▸ REQUIRED WORK:
(a) From the passage on the narrator and her room, list the phrases given as the narrator's sensations about the house.
(b) Retype the part of the passage on the narrator and her room between "By using a first-person" and "a mental breakdown.", inclusive.

▸ TEXT FOR ANALYSIS:
----

By using a first-person narrator, Charlotte Perkins Gilman convinces the reader of the narrator’s strong feelings toward the overall setting of the summer retreat and, especially, her room. This connection helps establish the severity of the narrator’s subsequent reaction to the room, which seems to trigger a mental breakdown.
Early in the story, the narrator refers to the house as “haunted” and offers her sensations that support this idea; these are starkly contrasted with the impressions held by her husband, John. Her sensations include “something queer,” “ghostliness,” and “something strange.” She also says of her room, “I don’t like it one bit.” John, she tells the reader, is horrified by “superstition.” As she describes the house and surrounding property, many of the images pertain to the garden vegetation. Her mention of the “long grape-covered arbors” foreshadows her obsession with the vine patterns of her room.
As she turns to describing the room itself, the idea of strangeness gives way to unpleasantness. Her images invoke illness. The sinuous quality of the vine pattern is emphasized through alliteration, the repetition of initial consonant sounds. She uses s in numerous words, thus emphasizing the “sickly” quality she perceives.
The color is repellent, almost revolting; a smouldering unclean yellow, strangely faded by the slow-turning sunlight.
Personification is the assignment of human attributes to animals, inanimate objects, or abstract ideas. Her use of personification connects the room’s unhealthy condition with her own. She says the designs commits an “artistic sin” and then that the “lame uncertain curves” of the vine pattern “commit suicide.”

----

▸ DATA EXTRACTS:
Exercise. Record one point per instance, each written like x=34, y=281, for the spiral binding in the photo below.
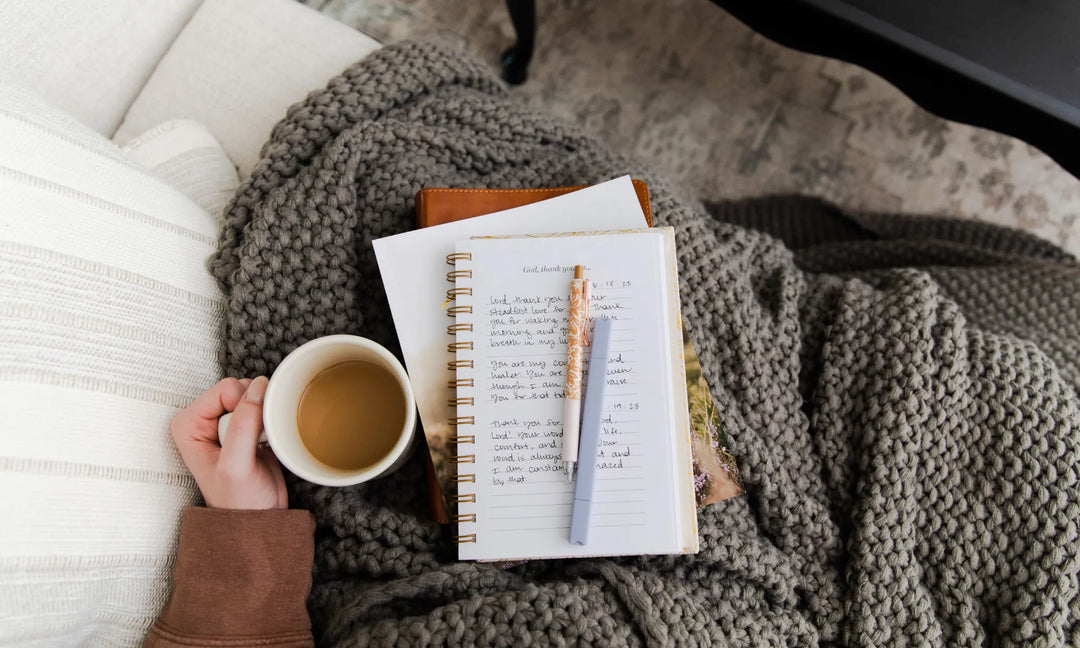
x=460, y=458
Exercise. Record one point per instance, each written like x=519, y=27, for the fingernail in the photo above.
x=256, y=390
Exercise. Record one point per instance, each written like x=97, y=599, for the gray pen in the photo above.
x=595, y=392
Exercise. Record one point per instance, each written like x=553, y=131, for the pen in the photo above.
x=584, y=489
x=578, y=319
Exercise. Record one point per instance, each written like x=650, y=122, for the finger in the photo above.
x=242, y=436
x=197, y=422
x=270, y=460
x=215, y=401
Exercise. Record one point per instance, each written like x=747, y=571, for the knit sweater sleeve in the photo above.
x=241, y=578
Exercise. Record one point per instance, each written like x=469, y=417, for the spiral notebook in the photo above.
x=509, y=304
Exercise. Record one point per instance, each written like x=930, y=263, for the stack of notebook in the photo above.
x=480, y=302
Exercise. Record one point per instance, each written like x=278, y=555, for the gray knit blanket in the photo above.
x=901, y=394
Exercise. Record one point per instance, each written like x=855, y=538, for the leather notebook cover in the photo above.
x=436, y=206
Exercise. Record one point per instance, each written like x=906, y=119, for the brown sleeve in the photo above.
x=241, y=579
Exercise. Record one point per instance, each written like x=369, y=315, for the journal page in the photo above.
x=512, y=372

----

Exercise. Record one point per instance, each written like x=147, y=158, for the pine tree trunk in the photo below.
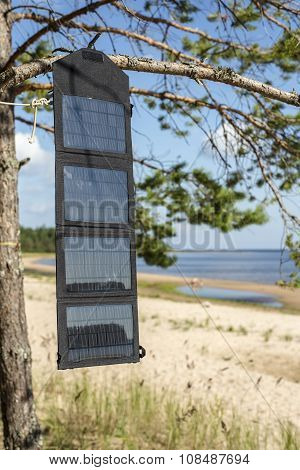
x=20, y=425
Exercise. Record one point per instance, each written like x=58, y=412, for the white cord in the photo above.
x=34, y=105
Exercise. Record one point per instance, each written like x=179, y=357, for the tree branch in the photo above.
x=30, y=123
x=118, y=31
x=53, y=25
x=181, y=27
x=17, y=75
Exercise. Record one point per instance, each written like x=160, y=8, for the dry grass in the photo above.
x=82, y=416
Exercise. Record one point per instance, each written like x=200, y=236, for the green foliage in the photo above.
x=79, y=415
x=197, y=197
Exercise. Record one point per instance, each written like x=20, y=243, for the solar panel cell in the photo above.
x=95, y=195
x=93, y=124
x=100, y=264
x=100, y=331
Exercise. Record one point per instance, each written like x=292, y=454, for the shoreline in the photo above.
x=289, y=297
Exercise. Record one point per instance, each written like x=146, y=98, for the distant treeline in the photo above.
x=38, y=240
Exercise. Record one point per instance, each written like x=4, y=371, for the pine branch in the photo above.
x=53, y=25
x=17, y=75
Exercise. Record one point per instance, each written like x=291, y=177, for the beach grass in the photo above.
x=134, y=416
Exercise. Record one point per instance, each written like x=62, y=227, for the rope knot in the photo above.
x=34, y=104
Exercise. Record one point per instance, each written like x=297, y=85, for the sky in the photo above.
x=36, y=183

----

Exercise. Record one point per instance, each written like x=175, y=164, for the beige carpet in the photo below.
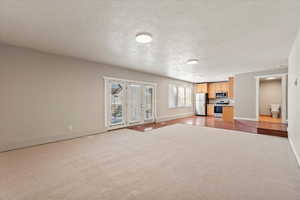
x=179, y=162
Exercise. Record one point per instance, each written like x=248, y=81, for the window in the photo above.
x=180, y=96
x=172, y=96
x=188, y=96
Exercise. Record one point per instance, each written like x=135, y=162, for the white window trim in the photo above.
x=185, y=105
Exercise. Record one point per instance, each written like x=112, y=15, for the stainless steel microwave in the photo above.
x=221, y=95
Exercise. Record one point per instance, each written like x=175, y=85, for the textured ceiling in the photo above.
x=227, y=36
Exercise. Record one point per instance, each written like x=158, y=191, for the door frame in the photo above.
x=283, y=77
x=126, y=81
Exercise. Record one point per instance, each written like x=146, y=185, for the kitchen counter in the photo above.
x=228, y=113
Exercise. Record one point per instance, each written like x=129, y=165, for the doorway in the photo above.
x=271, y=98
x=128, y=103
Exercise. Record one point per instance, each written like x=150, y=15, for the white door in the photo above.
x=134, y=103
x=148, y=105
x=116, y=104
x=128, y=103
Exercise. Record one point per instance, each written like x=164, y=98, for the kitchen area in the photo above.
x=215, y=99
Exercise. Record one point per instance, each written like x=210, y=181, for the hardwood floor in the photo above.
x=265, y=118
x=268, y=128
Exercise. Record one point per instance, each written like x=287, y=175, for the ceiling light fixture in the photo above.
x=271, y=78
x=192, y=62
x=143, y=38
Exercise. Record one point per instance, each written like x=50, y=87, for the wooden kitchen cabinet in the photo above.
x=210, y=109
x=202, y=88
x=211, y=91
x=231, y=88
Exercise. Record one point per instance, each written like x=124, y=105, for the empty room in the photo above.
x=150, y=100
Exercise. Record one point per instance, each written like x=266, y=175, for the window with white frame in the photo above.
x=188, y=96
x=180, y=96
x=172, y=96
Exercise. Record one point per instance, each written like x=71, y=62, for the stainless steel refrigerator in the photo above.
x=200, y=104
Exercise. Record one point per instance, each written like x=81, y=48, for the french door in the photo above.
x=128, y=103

----

▸ WRITTEN RESPONSES:
(a)
"something queer"
"ghostliness"
"something strange"

(b)
By using a first-person narrator, Charlotte Perkins Gilman convinces the reader of the narrator’s strong feelings toward the overall setting of the summer retreat and, especially, her room. This connection helps establish the severity of the narrator’s subsequent reaction to the room, which seems to trigger a mental breakdown.